Pull out every line in the records below that contains the string "shirt", treating uppercase and lowercase as different.
━━ AVAILABLE RECORDS ━━
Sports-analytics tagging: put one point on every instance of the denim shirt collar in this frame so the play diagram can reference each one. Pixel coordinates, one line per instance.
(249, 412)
━━━
━━ AVAILABLE RECORDS ━━
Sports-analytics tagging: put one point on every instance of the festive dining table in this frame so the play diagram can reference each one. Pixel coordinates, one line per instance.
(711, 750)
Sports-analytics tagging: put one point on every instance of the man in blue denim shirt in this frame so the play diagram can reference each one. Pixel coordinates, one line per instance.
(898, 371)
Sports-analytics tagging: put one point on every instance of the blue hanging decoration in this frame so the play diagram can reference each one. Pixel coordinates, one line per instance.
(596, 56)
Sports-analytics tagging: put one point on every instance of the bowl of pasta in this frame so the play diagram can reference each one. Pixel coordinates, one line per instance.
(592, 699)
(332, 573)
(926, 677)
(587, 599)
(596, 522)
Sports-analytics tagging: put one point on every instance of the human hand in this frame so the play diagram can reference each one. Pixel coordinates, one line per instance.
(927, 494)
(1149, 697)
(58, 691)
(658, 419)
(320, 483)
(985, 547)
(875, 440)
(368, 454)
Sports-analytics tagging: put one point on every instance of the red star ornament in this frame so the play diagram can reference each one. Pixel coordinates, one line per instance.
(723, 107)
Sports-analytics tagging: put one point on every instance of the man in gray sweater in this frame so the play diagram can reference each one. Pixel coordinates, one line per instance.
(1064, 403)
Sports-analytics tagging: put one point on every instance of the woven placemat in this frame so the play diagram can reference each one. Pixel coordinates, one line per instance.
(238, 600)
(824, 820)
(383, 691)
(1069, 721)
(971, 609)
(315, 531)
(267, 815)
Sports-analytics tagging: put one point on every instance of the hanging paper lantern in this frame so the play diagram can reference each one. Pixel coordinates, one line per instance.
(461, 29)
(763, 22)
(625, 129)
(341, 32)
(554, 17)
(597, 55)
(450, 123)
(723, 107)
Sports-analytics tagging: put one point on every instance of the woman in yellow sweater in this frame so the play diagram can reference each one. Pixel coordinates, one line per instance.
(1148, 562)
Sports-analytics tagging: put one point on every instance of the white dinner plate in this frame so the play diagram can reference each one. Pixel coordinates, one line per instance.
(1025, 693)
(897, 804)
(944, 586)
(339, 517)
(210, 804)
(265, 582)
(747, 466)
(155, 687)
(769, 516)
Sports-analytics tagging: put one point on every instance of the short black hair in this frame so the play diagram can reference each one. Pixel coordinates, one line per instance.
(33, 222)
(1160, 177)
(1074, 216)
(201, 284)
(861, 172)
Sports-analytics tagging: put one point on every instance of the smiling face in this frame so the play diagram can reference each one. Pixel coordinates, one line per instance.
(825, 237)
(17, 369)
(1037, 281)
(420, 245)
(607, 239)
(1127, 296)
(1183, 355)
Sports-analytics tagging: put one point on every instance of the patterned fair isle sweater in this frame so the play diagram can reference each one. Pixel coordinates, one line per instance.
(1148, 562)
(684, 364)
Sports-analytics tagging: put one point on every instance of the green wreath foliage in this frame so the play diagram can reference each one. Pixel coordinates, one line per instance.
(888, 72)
━━━
━━ AVAILABLE RECORDS ━━
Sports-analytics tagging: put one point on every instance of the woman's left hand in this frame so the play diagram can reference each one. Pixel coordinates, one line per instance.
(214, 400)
━━━
[FINAL RESULT]
Sports-analytics tagging: put one point on every instance of the denim shirt collar in this frame so the play diagram can reference each one. Pixel coordinates, one line per instance.
Sports-analytics tagging: put one point on every instance of the man in blue denim shirt in this frame so the play diagram can reference each one. Pixel coordinates, one line per instance.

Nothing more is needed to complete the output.